Return each line of the records holding the string "form".

» **DATA IN THIS EXERCISE**:
+++

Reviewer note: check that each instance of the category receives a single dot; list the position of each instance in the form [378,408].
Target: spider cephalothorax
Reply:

+++

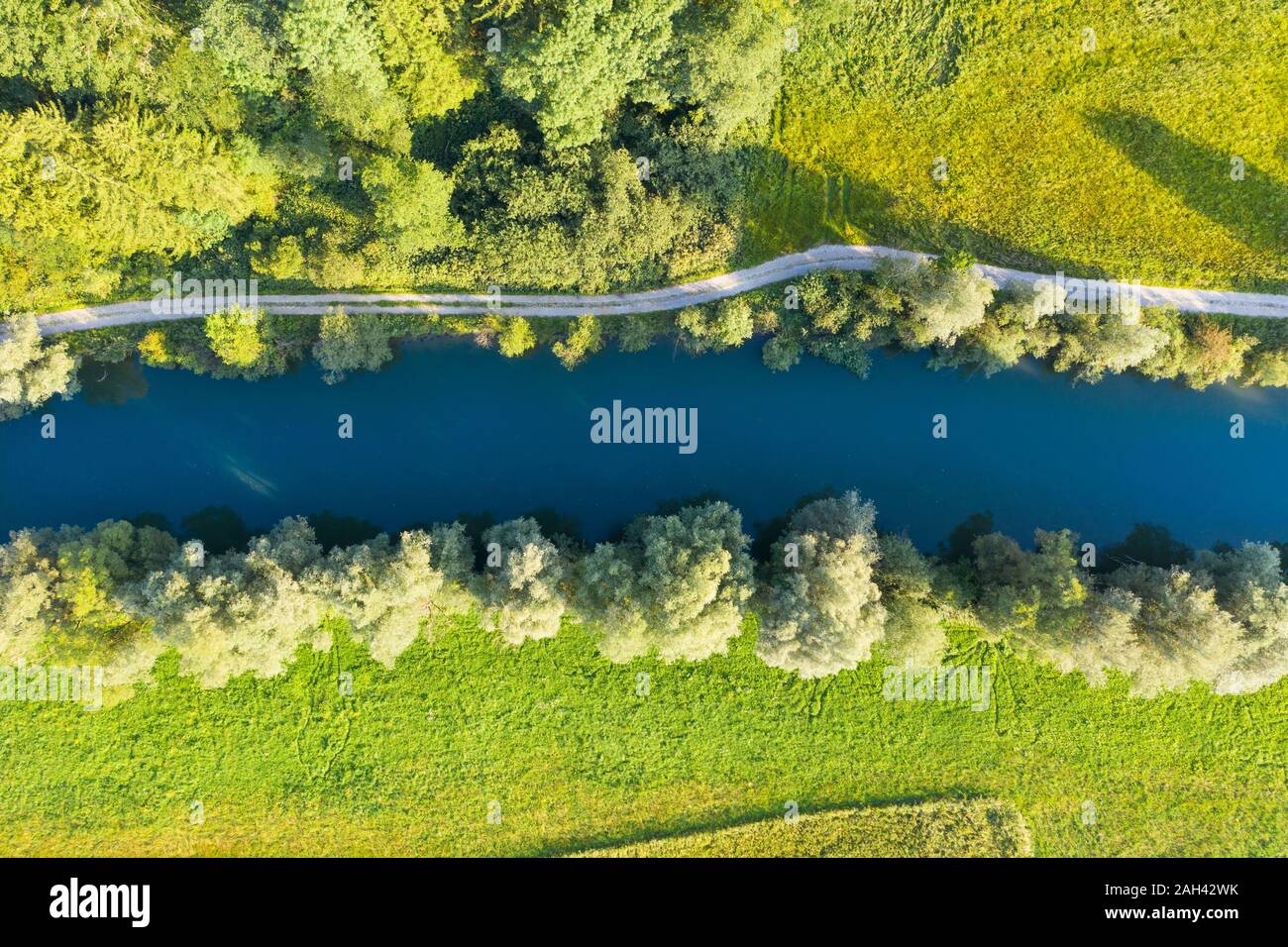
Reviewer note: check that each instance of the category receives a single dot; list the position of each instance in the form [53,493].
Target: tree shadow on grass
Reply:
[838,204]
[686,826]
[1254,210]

+++

» **RESULT OF THIS TASK**:
Reviewer note: check that each instance of the category receives a single dot; list the position of each instance in the form [378,408].
Reviewer note: check that each instance of the category receives a single dot; list the position of each instance in the form [53,493].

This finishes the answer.